Scan the entries line by line and return those with "below".

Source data
>>>>>

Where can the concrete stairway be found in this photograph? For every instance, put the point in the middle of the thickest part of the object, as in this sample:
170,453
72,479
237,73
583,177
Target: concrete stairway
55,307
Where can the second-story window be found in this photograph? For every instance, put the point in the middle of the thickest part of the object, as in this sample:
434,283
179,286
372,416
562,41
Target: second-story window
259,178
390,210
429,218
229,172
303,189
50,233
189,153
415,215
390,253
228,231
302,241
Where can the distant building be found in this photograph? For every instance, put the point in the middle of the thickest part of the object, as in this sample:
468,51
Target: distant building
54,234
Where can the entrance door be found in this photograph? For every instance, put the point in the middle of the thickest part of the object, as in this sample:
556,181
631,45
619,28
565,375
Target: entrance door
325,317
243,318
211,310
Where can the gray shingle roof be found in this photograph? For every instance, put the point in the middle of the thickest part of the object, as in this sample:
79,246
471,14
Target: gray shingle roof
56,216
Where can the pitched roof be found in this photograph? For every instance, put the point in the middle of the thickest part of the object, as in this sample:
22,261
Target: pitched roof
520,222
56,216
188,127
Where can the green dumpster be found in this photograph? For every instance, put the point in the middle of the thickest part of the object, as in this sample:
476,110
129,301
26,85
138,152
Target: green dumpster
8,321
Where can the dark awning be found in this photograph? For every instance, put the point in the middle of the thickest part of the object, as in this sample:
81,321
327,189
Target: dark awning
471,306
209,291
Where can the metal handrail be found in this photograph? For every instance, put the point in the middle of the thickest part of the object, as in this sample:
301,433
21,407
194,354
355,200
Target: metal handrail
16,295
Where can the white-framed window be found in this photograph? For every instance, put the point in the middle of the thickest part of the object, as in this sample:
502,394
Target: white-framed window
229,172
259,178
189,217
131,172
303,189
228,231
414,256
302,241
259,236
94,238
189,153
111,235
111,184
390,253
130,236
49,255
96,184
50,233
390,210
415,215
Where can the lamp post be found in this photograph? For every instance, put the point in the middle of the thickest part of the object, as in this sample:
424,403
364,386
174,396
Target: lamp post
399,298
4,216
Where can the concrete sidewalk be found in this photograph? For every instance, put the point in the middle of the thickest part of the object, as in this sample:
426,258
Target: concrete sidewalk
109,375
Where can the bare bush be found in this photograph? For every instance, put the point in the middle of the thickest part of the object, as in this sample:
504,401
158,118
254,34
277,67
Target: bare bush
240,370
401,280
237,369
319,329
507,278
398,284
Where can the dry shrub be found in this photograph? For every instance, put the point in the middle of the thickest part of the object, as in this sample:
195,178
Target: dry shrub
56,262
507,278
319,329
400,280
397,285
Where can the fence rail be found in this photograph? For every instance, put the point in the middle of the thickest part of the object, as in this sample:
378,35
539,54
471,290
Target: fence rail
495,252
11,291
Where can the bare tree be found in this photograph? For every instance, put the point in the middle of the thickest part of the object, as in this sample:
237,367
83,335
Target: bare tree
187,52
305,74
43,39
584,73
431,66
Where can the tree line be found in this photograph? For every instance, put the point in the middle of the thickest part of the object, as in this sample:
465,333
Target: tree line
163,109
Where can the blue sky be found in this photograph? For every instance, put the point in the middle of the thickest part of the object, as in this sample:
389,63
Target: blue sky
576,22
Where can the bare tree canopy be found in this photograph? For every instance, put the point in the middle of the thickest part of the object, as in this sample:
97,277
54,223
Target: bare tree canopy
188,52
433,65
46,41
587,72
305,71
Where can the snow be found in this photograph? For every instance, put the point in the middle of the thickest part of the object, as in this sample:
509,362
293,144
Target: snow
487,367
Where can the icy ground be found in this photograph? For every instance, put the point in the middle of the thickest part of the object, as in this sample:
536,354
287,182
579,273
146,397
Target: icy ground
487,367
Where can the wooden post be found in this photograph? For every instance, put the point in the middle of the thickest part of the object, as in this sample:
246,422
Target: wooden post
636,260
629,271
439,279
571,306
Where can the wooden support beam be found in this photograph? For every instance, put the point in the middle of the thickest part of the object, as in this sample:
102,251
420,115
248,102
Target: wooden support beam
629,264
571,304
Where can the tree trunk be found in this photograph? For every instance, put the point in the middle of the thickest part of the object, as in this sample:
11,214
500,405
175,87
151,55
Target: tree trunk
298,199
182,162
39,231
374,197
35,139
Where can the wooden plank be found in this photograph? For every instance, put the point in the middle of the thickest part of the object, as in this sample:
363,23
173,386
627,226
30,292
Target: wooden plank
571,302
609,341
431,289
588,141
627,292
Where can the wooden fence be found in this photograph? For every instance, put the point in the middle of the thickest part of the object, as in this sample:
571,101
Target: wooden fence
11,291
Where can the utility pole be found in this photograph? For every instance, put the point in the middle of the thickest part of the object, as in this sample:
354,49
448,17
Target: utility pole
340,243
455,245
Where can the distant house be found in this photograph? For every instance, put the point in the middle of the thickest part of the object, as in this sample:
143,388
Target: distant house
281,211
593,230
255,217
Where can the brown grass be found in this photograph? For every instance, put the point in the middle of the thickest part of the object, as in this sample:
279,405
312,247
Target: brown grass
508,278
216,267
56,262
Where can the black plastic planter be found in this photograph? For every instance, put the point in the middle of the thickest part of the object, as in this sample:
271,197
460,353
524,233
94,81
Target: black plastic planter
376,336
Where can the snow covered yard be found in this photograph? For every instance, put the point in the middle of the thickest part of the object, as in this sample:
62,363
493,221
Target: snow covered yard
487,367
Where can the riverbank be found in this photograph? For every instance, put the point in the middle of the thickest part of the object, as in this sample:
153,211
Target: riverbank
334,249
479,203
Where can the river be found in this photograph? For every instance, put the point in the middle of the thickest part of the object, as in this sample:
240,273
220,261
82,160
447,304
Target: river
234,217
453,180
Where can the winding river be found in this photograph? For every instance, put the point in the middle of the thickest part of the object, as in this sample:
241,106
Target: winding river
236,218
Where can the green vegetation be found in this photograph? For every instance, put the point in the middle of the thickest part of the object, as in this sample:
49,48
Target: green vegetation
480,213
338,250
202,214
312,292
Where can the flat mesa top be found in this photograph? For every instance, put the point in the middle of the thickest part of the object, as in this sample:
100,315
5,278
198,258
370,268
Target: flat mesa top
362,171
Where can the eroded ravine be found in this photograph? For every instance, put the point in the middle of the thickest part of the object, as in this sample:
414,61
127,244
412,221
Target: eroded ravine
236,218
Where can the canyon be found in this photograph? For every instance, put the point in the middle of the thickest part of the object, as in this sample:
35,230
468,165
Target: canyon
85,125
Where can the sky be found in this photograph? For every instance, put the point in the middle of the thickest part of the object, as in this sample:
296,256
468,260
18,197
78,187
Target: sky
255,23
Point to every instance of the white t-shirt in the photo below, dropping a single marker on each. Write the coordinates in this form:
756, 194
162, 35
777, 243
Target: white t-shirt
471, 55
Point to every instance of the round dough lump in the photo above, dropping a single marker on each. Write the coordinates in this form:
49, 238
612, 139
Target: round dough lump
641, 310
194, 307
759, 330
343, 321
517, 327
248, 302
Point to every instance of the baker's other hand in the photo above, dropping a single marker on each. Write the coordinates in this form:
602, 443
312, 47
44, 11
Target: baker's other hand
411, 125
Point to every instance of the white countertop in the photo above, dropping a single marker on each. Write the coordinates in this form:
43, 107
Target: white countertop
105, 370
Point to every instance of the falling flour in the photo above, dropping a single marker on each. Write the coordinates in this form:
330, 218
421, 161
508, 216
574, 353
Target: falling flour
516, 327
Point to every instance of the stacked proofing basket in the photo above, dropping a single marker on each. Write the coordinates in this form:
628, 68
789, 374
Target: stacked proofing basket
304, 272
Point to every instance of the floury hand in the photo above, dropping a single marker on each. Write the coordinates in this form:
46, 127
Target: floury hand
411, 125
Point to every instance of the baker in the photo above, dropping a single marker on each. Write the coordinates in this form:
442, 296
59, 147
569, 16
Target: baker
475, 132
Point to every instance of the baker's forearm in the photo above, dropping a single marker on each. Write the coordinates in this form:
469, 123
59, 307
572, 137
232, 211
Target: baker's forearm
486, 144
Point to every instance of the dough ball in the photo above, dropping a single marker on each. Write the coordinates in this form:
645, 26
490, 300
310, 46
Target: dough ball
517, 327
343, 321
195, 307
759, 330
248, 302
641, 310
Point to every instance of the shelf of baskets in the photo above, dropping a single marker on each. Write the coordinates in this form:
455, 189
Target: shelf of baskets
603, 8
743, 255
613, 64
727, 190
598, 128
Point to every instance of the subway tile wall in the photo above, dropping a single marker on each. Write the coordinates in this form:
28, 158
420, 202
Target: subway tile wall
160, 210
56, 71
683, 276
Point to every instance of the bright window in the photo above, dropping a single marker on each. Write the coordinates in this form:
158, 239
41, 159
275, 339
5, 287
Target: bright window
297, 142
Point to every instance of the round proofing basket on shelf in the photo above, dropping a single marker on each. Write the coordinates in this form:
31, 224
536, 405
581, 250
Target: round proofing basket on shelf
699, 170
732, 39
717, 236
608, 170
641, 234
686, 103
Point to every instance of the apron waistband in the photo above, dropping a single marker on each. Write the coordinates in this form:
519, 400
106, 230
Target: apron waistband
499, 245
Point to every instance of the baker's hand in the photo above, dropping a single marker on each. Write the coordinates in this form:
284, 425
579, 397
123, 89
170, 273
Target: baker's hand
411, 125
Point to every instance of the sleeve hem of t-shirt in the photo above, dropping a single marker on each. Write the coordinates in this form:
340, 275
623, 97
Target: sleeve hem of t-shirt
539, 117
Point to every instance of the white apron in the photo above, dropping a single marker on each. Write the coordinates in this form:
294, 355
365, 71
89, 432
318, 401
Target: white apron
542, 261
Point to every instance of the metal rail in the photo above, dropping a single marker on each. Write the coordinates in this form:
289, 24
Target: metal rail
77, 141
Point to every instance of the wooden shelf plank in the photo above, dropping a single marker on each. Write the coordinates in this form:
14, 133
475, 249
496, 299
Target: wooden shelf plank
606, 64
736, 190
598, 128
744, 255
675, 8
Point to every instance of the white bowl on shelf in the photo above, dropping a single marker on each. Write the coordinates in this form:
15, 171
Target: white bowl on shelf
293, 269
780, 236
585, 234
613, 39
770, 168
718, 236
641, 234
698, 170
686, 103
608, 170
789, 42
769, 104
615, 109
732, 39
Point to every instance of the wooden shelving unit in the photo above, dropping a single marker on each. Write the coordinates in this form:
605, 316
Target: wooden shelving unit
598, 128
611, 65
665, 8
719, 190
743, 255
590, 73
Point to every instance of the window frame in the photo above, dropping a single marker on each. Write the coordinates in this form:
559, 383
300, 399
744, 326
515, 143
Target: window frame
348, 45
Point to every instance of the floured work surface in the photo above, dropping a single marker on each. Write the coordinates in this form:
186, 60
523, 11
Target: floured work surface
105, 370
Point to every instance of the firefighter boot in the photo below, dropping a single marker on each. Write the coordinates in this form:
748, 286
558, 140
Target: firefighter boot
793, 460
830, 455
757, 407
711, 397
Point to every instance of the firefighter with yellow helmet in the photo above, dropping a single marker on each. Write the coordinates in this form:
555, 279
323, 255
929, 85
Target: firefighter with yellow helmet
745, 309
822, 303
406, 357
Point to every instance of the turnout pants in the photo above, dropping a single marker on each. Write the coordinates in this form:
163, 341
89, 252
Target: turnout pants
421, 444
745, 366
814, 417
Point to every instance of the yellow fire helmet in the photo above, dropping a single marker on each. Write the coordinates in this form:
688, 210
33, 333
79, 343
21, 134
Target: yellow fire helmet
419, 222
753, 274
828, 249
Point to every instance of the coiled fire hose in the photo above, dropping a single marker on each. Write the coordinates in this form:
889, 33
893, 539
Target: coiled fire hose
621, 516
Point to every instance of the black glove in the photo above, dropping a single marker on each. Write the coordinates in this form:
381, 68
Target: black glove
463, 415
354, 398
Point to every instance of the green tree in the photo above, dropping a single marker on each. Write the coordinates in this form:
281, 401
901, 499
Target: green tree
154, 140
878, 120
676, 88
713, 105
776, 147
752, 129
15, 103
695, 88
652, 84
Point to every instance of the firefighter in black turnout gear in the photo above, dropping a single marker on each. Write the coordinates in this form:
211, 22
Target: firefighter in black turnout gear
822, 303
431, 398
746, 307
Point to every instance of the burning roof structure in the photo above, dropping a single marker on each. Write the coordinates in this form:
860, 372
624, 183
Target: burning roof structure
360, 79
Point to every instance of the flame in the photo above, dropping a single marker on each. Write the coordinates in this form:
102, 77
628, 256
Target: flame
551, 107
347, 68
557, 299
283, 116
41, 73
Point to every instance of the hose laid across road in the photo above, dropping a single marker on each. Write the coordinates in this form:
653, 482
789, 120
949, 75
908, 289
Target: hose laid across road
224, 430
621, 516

<<<<<

### SOLUTION TO THE PROBLEM
Point to every instance of the white t-shirt in the photo below, dropping a single marker on each. Write the coordinates in this form:
Point to every instance of the firefighter boot in the photo below, dropping a single marker on each. Write the coordinates in this form:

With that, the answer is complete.